* Quoted passage

********************

WEEK 1: 6 week weight loss plan: Meet the men on a mission to make you fit

Ciara McDonnell puts the One Arena plan to the test for six weeks - just in time for summer.

Ciara McDonnell and Edward Finn at Fitnessworx, Tramore Road, Cork.

The men behind Perry Street have a new plan for Cork. They’ve teamed up with personal trainer Eddie Finn to create One Arena, where you can order your healthy lunch or smoothie while you work out. 

Reality hit me hard recently. 

I was at a swimming pool with my partner and sons, and as I pranced around the changing room, revelling in the fact that I didn’t have tiny hands clawing at me while getting ready, I caught sight of myself in one of those all-you-can-see gym mirrors. 

Lumps, bumps, and saggy bum — I saw it all.

I saw the years of self- neglect that being a mother of two has meant. 

I saw all the late nights and early mornings, fuelled only by chocolate digestives and strong coffee.

********************

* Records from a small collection

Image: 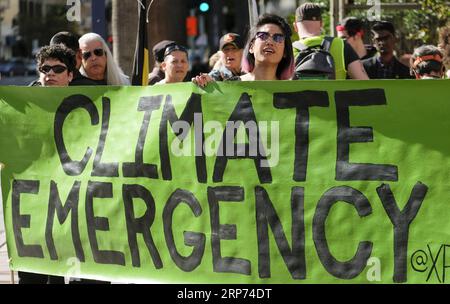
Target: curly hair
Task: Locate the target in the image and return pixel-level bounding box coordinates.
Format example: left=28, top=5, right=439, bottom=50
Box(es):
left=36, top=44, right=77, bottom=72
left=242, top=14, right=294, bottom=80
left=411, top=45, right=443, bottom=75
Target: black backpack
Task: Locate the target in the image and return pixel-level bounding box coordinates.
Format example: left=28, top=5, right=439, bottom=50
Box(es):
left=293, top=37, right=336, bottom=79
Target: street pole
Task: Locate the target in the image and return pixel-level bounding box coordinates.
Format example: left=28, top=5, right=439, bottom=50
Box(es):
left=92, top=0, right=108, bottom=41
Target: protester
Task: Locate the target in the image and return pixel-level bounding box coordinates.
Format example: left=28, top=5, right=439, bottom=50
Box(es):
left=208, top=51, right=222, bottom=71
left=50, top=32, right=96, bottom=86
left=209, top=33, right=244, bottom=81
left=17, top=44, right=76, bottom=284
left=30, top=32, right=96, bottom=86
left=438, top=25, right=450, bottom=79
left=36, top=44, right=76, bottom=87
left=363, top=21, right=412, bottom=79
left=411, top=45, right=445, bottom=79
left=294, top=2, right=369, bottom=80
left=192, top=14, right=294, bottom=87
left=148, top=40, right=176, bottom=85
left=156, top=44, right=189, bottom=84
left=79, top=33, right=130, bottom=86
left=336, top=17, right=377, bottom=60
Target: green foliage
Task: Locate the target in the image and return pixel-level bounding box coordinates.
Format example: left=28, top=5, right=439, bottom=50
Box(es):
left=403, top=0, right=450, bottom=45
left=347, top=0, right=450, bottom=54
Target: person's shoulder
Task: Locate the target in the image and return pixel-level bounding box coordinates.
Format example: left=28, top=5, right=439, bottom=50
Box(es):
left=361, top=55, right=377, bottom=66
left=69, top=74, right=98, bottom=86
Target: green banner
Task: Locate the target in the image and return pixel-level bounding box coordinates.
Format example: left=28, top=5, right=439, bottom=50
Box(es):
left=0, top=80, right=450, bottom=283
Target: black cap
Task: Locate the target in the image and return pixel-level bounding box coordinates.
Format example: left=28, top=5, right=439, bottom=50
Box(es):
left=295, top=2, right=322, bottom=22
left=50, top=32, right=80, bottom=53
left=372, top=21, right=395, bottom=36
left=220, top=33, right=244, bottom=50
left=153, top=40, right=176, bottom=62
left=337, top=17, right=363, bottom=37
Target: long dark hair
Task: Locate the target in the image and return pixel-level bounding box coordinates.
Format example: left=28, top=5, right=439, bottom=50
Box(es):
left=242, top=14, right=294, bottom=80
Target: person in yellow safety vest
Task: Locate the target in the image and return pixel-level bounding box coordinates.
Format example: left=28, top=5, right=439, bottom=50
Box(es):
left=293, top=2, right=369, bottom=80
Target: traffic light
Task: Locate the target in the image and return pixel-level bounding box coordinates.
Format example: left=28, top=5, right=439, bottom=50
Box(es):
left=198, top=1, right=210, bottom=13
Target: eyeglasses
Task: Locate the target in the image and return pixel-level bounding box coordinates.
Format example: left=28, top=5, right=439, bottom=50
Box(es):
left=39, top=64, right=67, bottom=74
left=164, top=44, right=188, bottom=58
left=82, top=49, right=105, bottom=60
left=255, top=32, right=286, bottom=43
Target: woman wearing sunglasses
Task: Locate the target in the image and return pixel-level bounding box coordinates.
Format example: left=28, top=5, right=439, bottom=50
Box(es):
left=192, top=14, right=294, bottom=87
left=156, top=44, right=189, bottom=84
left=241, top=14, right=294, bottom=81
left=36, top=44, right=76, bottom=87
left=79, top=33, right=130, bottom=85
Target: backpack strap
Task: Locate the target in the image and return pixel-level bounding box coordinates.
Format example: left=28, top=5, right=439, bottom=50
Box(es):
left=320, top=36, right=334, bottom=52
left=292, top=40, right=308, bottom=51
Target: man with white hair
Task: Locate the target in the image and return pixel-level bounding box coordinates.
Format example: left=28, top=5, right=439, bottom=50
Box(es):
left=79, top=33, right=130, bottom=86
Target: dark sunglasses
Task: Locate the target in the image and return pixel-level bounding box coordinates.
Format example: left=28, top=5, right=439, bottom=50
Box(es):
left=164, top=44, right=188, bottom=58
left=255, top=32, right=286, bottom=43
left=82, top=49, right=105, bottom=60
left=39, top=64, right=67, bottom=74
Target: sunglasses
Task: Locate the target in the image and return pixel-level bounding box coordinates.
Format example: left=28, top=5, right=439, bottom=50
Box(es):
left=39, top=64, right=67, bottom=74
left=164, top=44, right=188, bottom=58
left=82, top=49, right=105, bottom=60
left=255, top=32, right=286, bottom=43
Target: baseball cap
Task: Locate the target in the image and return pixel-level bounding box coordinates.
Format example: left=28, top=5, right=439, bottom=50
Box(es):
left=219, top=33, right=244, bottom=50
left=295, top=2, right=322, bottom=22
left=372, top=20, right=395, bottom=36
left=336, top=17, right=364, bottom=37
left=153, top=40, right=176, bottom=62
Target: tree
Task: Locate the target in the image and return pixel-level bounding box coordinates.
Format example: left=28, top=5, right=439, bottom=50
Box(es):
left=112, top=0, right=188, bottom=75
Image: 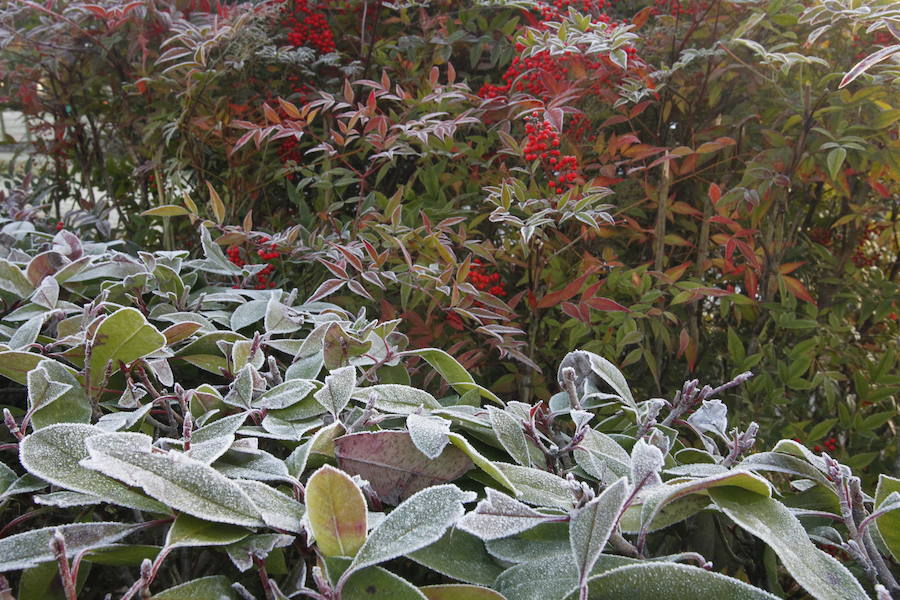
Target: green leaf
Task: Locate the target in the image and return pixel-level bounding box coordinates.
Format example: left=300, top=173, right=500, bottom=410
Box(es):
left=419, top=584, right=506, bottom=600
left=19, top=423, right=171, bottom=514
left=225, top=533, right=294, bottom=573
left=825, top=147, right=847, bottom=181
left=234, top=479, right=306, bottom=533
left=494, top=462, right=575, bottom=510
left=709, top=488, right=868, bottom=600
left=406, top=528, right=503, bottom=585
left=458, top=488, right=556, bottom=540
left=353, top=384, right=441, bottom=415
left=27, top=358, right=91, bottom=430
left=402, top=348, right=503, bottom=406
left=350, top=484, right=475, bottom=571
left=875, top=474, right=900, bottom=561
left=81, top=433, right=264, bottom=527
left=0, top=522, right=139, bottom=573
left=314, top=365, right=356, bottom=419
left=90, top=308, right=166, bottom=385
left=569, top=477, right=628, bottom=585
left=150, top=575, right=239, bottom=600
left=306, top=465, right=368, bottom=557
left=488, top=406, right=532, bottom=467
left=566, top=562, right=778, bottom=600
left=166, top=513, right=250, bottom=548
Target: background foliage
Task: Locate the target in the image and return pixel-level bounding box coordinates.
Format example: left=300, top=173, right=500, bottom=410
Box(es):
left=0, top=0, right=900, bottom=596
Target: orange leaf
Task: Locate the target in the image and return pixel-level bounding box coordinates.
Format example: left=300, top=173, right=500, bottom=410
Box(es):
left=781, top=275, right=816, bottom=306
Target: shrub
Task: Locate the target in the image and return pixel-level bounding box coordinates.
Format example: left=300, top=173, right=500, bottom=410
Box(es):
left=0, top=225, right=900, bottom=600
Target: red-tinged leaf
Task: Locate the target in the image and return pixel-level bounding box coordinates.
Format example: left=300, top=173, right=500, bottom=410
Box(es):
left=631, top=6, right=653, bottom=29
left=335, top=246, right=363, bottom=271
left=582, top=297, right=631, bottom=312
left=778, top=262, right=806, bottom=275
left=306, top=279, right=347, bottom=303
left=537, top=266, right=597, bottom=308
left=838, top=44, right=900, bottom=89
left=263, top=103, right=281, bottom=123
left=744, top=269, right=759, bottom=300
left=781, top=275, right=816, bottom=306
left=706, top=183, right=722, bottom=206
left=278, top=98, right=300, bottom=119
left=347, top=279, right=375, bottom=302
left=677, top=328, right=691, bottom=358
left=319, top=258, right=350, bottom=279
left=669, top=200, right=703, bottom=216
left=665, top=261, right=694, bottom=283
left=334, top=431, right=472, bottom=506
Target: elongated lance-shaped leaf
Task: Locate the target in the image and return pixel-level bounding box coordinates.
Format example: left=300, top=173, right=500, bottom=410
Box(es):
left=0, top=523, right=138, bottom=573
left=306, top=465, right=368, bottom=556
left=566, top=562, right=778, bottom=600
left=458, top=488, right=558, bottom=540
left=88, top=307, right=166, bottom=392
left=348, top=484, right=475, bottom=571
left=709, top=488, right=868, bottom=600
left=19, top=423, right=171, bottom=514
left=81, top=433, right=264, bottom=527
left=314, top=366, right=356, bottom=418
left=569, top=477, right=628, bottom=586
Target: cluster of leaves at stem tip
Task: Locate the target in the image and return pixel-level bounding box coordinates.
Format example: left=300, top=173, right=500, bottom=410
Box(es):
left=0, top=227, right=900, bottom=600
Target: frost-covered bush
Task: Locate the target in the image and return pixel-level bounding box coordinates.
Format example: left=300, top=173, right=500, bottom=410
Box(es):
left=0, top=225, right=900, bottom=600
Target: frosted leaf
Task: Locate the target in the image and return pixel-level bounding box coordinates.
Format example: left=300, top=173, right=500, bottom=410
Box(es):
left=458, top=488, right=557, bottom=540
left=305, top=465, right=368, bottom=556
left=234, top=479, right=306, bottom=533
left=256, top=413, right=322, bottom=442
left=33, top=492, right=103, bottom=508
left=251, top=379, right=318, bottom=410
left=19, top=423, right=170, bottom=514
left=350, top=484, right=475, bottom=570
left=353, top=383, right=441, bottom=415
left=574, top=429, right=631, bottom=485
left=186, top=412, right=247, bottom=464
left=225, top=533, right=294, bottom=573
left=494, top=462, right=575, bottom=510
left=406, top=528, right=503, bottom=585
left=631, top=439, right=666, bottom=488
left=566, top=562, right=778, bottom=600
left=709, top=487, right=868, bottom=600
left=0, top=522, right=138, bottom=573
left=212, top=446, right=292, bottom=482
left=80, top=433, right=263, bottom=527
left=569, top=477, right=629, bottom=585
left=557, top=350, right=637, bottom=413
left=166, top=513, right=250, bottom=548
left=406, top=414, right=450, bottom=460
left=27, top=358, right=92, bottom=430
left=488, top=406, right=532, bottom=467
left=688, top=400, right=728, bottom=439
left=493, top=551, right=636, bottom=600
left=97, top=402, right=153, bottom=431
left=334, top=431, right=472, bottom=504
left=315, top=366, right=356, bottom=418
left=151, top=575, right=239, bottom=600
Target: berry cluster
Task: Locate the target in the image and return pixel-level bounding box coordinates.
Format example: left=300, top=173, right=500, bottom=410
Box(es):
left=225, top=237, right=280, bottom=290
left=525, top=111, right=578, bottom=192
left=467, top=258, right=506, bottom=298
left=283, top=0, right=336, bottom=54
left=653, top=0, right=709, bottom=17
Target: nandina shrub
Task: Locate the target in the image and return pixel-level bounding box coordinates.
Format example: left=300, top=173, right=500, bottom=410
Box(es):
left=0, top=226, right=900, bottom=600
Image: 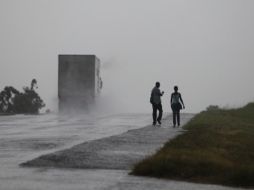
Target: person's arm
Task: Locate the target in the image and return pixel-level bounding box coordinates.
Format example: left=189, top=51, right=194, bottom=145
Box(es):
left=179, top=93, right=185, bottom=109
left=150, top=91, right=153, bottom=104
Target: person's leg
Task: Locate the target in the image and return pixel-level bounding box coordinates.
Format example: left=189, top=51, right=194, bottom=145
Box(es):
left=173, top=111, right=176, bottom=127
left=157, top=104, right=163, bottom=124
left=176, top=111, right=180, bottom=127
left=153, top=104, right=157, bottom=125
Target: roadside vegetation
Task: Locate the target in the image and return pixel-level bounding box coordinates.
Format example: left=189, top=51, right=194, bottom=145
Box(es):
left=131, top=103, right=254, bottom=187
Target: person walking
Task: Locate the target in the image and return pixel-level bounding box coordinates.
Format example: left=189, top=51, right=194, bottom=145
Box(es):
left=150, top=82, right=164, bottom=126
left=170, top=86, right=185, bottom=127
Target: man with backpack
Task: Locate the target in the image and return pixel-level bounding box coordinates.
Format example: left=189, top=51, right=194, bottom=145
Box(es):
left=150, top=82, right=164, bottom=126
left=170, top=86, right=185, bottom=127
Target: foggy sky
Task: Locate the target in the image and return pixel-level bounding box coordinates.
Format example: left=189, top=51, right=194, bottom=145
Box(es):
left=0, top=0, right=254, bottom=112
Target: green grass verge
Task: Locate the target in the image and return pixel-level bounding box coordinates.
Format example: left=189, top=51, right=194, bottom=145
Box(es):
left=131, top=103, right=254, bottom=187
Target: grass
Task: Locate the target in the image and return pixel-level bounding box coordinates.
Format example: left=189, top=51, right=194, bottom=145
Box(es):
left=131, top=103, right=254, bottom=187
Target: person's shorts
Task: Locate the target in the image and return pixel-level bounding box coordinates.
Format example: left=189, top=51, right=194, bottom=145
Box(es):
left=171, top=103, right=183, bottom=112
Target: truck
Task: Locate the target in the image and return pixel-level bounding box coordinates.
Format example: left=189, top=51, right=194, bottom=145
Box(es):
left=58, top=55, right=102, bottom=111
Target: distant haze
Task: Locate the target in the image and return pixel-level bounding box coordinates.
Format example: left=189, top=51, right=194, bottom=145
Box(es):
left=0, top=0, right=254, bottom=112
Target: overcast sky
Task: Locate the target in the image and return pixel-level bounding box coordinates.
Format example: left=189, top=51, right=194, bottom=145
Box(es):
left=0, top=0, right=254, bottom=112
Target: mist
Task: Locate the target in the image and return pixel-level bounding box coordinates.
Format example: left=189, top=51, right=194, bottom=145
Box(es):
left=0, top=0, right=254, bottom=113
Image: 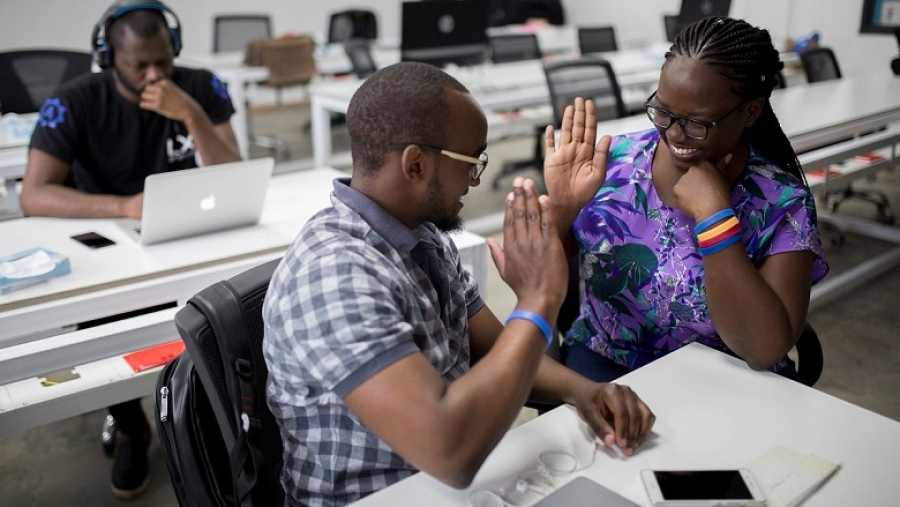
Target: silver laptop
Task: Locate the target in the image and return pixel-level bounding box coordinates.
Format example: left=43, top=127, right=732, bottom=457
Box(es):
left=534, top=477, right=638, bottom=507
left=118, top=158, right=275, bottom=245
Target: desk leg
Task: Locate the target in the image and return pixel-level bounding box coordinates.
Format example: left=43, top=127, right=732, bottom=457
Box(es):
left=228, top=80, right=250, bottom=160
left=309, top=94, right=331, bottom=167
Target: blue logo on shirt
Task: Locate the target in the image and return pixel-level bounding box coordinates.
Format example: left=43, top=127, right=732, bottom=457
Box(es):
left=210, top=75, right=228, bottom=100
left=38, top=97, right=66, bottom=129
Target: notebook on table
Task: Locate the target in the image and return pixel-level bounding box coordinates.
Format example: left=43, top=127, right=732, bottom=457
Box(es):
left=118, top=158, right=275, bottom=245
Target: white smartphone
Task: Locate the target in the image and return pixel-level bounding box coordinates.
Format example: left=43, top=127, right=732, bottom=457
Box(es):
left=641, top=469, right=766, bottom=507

********************

* Work instructions
a) In the weight loss article, substitute "salad" for "smoothie" and write out the passage from "Ciara McDonnell and" up to and including "you work out.".
b) Answer these questions from the weight loss article:
(i) On what road is Fitnessworx located?
(ii) For how many weeks does Ciara McDonnell test the One Arena plan?
(iii) What fuelled her late nights and early mornings?
None of these lines is needed for what comes next.

* Responses per task
a)
Ciara McDonnell and Edward Finn at Fitnessworx, Tramore Road, Cork.

The men behind Perry Street have a new plan for Cork. They’ve teamed up with personal trainer Eddie Finn to create One Arena, where you can order your healthy lunch or salad while you work out.

b)
(i) Tramore Road, Cork
(ii) Six weeks
(iii) Chocolate digestives and strong coffee